-- Begin --

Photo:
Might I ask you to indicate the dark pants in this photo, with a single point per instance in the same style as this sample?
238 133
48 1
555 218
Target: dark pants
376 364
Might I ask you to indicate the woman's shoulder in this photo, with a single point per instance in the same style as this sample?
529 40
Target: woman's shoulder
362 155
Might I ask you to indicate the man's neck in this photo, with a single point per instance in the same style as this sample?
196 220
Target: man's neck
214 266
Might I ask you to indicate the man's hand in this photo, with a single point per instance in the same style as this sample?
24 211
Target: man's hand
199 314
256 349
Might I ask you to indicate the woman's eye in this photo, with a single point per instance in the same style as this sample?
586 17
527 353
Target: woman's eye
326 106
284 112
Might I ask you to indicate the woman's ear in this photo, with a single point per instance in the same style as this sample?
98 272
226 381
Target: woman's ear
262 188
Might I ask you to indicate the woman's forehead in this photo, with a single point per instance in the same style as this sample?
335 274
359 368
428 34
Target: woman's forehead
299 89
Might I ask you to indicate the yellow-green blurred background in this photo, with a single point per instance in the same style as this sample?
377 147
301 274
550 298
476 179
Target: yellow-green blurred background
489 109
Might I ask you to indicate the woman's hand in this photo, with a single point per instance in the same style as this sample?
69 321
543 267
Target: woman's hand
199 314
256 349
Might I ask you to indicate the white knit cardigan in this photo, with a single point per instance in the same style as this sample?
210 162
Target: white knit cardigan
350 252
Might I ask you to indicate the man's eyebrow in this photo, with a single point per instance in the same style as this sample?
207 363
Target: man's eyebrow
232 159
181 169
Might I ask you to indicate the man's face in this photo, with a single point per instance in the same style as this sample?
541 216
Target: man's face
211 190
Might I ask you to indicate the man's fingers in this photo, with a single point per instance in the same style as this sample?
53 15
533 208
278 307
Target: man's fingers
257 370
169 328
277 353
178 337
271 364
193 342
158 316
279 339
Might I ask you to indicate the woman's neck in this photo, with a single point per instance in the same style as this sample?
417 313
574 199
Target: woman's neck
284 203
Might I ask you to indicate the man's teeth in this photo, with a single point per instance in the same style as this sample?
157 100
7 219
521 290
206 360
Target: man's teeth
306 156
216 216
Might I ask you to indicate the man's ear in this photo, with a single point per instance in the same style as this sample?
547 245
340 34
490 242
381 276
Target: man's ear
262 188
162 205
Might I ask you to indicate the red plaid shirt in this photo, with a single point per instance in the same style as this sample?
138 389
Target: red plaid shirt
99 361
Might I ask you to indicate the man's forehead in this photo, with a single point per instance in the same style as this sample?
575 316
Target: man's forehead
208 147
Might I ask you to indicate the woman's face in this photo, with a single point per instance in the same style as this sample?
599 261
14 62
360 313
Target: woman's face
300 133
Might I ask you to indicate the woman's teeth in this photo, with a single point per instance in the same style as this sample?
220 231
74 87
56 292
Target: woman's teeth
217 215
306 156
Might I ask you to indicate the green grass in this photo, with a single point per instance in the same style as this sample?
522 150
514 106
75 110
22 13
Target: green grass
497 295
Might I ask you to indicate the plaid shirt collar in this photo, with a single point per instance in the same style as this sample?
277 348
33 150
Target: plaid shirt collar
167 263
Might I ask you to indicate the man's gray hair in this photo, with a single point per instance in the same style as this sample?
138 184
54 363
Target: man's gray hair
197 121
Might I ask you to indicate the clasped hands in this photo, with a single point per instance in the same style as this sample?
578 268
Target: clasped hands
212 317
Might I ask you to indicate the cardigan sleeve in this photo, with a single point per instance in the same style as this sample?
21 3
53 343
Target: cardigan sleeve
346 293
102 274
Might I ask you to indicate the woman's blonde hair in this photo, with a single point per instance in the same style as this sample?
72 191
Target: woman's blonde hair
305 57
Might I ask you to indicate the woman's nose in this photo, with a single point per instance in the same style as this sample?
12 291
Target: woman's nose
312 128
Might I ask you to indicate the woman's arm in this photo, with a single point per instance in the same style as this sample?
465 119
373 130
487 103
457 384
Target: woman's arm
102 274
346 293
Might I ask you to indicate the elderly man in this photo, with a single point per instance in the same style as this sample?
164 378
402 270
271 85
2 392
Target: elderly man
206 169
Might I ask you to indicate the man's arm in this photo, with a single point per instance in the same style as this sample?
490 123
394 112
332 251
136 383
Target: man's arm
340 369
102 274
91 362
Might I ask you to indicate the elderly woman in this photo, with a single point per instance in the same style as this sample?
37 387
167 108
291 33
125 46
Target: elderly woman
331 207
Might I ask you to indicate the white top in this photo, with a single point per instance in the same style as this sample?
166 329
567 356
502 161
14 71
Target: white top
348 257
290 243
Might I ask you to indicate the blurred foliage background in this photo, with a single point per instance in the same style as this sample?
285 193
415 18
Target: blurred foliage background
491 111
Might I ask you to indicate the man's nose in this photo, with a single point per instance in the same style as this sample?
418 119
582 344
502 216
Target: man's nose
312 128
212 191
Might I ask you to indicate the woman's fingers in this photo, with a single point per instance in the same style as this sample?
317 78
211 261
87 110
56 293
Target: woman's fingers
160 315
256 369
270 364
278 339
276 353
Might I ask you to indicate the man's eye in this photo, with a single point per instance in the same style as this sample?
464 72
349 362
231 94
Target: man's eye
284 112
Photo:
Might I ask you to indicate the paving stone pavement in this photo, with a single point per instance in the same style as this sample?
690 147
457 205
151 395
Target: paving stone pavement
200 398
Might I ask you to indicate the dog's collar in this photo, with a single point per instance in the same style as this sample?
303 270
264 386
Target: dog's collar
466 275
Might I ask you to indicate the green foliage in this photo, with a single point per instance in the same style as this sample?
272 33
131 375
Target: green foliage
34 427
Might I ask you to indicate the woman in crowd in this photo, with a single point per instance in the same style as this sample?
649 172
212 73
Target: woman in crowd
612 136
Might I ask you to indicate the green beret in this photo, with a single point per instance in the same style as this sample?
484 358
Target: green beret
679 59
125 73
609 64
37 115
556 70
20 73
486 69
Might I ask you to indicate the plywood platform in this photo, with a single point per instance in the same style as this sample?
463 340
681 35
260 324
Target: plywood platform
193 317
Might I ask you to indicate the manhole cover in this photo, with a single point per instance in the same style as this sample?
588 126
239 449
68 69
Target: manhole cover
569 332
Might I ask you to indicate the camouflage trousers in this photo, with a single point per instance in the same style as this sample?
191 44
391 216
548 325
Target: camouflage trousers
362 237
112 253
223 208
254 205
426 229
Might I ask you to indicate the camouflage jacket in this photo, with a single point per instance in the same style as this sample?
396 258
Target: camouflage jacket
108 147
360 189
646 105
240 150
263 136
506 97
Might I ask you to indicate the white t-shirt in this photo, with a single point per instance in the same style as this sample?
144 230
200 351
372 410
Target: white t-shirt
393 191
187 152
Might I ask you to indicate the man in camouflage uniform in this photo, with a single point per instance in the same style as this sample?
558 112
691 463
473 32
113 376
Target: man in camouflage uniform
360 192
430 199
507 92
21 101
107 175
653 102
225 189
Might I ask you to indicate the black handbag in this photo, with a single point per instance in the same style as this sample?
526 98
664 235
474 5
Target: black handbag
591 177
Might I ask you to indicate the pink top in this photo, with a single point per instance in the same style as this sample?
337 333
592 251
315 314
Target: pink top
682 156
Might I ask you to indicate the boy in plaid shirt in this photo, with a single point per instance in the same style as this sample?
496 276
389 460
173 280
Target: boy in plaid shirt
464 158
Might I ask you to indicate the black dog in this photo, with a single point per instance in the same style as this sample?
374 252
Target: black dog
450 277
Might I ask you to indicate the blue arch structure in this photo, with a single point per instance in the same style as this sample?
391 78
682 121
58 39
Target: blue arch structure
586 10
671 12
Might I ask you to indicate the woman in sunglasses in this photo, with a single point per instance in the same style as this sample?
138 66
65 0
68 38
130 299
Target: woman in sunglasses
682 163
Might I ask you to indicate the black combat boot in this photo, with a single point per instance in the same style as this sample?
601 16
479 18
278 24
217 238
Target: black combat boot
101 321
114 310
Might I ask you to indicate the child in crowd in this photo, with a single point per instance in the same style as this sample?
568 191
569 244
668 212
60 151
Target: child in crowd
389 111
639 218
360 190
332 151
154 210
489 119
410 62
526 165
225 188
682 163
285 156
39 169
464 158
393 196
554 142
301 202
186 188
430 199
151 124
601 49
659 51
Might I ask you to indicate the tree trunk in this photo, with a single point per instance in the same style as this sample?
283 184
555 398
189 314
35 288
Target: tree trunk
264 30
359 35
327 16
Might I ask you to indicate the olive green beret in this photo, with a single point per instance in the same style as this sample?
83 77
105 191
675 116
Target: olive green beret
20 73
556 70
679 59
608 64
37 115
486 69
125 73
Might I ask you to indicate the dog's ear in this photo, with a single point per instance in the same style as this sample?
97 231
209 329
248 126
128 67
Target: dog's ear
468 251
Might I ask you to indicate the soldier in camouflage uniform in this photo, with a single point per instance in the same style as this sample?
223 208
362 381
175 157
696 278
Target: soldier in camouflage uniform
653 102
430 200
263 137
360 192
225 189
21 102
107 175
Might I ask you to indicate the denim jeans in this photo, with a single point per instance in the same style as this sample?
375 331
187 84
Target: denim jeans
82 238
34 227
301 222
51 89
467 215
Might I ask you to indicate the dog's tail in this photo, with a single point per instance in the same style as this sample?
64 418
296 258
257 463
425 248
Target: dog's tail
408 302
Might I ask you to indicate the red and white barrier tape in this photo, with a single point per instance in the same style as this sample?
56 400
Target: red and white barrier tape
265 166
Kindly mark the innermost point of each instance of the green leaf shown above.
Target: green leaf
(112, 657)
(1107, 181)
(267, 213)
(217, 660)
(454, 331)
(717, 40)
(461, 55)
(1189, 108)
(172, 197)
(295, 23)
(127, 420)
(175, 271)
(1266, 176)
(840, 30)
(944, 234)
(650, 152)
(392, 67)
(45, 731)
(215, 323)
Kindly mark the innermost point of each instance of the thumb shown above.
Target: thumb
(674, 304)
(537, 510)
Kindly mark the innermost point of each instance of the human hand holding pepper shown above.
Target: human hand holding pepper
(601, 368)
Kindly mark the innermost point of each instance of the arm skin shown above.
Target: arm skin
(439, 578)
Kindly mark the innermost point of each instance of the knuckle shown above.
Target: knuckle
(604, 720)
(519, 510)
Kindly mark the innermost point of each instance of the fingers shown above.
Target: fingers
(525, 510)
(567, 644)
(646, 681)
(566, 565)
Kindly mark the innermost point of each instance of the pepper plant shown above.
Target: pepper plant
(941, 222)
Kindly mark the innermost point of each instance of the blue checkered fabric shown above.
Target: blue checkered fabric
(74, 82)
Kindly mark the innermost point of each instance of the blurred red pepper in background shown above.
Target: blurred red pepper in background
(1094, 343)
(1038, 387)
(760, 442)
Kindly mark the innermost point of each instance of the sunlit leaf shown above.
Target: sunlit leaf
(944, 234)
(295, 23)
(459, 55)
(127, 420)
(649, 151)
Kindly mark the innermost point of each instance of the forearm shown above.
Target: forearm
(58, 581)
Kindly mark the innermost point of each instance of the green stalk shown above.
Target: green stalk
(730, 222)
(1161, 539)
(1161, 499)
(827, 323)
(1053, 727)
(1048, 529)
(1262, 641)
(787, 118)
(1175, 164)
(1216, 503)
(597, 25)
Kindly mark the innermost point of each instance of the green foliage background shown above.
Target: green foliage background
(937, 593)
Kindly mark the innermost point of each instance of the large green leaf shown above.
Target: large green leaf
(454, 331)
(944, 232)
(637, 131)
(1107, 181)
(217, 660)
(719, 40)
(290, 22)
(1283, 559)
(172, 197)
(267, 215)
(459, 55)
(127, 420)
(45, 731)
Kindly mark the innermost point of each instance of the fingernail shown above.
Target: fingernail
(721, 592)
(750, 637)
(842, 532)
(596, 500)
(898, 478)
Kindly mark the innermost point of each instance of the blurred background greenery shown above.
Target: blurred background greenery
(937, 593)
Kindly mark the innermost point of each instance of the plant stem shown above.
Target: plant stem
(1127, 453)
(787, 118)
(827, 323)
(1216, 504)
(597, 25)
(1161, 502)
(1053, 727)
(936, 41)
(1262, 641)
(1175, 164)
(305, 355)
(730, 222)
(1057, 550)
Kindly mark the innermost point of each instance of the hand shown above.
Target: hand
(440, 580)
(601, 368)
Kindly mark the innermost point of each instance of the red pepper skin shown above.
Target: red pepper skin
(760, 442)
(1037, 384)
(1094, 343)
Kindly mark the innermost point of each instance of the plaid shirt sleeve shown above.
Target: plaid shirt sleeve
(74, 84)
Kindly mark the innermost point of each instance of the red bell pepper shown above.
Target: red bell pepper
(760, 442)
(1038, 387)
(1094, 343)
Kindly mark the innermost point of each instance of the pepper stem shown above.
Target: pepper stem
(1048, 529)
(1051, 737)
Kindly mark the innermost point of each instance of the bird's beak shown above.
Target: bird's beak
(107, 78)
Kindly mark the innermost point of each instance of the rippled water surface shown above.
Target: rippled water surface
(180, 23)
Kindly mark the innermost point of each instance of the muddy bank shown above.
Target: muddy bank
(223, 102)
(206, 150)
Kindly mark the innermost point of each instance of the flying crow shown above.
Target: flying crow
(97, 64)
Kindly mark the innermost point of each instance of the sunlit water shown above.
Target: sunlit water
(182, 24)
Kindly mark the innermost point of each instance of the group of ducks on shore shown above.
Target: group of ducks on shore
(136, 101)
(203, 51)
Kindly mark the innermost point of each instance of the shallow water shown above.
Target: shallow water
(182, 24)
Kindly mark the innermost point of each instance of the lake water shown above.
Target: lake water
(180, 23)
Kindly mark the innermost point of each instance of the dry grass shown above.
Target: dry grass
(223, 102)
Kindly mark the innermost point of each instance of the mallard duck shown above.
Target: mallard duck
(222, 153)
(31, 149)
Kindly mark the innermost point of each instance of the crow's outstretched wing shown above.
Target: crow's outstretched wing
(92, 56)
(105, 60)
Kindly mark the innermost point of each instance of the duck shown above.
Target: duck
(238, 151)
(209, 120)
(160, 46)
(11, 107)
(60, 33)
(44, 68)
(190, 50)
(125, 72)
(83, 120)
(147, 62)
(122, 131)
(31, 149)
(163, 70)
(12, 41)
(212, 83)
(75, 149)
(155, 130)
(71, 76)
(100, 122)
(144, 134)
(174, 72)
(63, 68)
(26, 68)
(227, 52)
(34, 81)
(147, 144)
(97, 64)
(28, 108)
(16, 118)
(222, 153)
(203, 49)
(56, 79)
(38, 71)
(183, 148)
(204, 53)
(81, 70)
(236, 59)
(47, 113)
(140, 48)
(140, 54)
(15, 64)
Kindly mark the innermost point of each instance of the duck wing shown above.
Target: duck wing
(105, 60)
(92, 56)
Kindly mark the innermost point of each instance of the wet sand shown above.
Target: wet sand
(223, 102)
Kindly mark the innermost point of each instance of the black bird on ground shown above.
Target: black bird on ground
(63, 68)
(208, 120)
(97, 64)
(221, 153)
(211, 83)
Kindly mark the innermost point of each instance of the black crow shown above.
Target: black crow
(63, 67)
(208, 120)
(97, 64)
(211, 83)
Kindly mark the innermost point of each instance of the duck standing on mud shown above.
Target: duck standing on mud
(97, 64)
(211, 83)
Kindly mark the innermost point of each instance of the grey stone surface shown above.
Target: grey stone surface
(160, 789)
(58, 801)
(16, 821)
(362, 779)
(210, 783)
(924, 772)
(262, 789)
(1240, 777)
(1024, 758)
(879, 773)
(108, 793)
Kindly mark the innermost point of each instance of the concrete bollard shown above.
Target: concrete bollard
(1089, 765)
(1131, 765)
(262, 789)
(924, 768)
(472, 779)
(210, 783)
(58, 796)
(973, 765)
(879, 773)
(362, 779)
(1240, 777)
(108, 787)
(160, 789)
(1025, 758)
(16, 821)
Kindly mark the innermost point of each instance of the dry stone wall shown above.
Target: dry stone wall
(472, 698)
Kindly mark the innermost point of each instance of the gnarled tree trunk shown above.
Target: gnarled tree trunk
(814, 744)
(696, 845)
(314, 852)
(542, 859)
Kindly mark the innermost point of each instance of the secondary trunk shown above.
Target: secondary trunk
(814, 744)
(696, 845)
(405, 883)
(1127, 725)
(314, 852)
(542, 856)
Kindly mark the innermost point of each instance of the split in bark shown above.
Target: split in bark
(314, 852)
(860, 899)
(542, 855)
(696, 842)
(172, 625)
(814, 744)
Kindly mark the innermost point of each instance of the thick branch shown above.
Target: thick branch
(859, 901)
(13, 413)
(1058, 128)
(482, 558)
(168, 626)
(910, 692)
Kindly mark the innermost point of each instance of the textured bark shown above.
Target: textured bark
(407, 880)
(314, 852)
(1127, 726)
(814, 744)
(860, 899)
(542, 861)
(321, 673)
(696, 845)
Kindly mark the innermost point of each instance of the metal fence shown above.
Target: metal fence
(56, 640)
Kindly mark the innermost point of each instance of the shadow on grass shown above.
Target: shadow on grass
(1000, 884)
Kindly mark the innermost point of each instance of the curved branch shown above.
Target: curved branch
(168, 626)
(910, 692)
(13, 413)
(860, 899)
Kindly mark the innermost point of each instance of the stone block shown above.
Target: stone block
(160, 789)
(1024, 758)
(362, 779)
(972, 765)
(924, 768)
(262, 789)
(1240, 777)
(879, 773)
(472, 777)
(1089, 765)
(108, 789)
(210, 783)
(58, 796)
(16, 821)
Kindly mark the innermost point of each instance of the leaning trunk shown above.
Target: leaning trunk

-- End --

GIVEN PROBLEM: Could you render the data from the line containing "Kindly mark the innermost point of each instance of the curved" through the last line, both ends inclusive, as a Markdown table with the columns Row and Line, skipping any blank lines?

FULL ANSWER:
| Row | Line |
|---|---|
| 1 | Kindly mark the innermost point of each instance of the curved branch shown above. |
| 2 | Target: curved branch |
| 3 | (168, 626) |
| 4 | (910, 692) |
| 5 | (13, 413) |
| 6 | (860, 899) |
| 7 | Kindly mark the innermost point of each instance of the stone block shown above. |
| 8 | Target: stone block |
| 9 | (160, 789) |
| 10 | (1024, 758) |
| 11 | (362, 779) |
| 12 | (972, 765) |
| 13 | (924, 768) |
| 14 | (262, 789) |
| 15 | (1240, 777) |
| 16 | (879, 773) |
| 17 | (472, 777) |
| 18 | (1089, 765) |
| 19 | (108, 789) |
| 20 | (210, 783) |
| 21 | (58, 796) |
| 22 | (16, 821) |
| 23 | Kindly mark the innermost point of each instance of the leaning trunk shown above. |
| 24 | Target: leaning trunk |